=== Begin Enclosure ===
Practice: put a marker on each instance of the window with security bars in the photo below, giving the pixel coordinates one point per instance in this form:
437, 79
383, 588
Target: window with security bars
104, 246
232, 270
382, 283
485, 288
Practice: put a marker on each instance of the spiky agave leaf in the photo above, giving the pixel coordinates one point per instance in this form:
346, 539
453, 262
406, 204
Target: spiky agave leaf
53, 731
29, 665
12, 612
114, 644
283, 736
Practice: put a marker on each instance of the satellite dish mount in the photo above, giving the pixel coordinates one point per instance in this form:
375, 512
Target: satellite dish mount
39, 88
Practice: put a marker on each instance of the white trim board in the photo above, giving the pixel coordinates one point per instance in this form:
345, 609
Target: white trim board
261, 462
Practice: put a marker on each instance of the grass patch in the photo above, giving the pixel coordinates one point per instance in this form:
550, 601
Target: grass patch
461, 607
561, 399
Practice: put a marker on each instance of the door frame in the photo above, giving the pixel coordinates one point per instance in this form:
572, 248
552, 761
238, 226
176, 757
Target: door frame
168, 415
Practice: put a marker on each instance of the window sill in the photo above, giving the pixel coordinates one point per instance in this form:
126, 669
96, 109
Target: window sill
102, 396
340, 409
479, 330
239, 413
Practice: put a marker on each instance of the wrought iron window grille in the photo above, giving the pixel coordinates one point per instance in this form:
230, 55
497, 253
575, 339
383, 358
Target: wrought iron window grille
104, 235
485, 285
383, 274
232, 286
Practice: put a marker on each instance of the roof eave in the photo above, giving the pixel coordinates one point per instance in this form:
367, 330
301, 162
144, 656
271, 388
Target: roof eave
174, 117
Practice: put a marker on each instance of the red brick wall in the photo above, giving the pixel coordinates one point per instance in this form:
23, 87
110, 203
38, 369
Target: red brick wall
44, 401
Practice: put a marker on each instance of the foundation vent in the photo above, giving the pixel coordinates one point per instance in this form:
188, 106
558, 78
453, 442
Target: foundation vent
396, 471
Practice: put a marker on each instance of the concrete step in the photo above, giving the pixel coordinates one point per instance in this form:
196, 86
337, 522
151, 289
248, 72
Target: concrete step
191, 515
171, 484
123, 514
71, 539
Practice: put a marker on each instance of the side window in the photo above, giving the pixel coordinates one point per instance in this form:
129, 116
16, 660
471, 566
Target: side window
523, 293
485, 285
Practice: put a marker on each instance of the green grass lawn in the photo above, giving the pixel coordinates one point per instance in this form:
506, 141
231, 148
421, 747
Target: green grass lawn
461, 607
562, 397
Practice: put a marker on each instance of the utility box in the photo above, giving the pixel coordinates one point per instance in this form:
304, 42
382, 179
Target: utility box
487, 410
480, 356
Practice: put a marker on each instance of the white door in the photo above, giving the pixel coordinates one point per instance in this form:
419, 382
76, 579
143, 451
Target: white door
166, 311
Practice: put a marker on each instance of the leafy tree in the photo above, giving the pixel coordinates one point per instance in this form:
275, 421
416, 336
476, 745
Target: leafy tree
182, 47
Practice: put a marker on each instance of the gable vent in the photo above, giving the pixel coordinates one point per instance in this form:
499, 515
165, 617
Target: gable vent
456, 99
=== End Enclosure ===
=== What you will do ===
Would you print all of the records exactly as they were given?

=== Problem solution ===
Practice: put a marker on each instance of the window with security bars in the photo below, giving the pixel coordinates one point per instance in this form:
437, 79
383, 588
Target: window with security bars
104, 246
232, 270
382, 283
485, 288
Practice: put a marker on each instance of the spiky agave leaf in the photo above, giving the pixel coordinates one point per instance in this form:
346, 539
453, 262
406, 204
Target: spiky agave leaf
53, 731
29, 665
12, 612
114, 644
283, 736
Practice: put a marker on each instance of the satellite dish mount in the photo above, giving the pixel coordinates one point per instance in this form:
375, 512
Target: satellite dish mount
39, 88
Practice: put a marker on each instance of the white trim board in the photo above, giving the pixel coordinates one point per instance in this form:
345, 609
Target: white trim board
261, 462
Practice: put a marker on each instance of the grass patch in the photo above, giving the pixel coordinates one point per instance in this form:
550, 601
Target: grass patch
461, 607
561, 399
Practice: put a marker on each instance of the door frame in the photo above, giving the pixel coordinates one point per instance in this form:
572, 248
552, 761
238, 226
176, 757
Target: door frame
168, 415
Practice: put a marker on each instance of the window sill in the photo above, giving the pixel coordinates one point per instance in this form:
126, 669
96, 109
Target: window sill
102, 396
340, 409
479, 330
239, 413
Practice: put a marker on each instance of the wrought iron window grille in the photo above, giving the pixel coordinates one point per instance in this form:
230, 55
497, 253
575, 339
383, 358
Target: wrought iron window grille
104, 235
485, 285
383, 274
232, 286
Practice: put a marker on each instance of the roof eave in the photo above, giving the pixel coordinates one point per instance in this form:
367, 330
301, 162
144, 656
271, 388
Target: roof eave
174, 117
Practice: put a marker on each instance of the red brick wall in the photo above, giving the pixel coordinates one point per instance in this form:
23, 87
110, 203
38, 369
Target: red brick wall
44, 401
Practice: put a marker on each instance of the foundation vent in the photo above, giving the pixel coordinates one point per instance in this form:
188, 106
558, 78
453, 442
Target: foundation vent
396, 471
Practice: put a marker on each instance of the concrete step in the photo above, giving the pixel coordinates one point per instance in this form:
196, 86
337, 522
151, 289
248, 72
Target: concrete step
191, 515
171, 484
123, 514
71, 539
Practice: put a marker on each instance of the side window in the photo above, giving the pixel coordinates one point per instance in this form:
129, 116
16, 660
471, 566
Target: side window
523, 293
485, 285
Practice: put a marker on each instance of the green grass lawn in the photo above, giving the pixel coordinates one point per instance in this form:
506, 141
231, 148
421, 747
Target: green grass lawn
461, 607
562, 397
Practice: put a marker on each instance of the utility box in the photo above, giving the pixel coordinates one point per instance in this form:
304, 42
382, 179
Target: utility box
487, 410
480, 356
Practice: put a marker on each instance of the white door in the photo above, giving the pixel coordinates one point per instance in this form:
419, 382
76, 579
143, 451
Target: white door
166, 311
Practice: put a marker on each instance of the leafy tree in the photo above, giving the pixel coordinates one point per instance in this form:
275, 421
416, 336
476, 745
Target: leafy tree
182, 47
Practice: put a marker on each instance of the gable vent in the photo above, giving the pixel coordinates one point per instance in this form:
499, 515
165, 617
Target: gable vent
456, 99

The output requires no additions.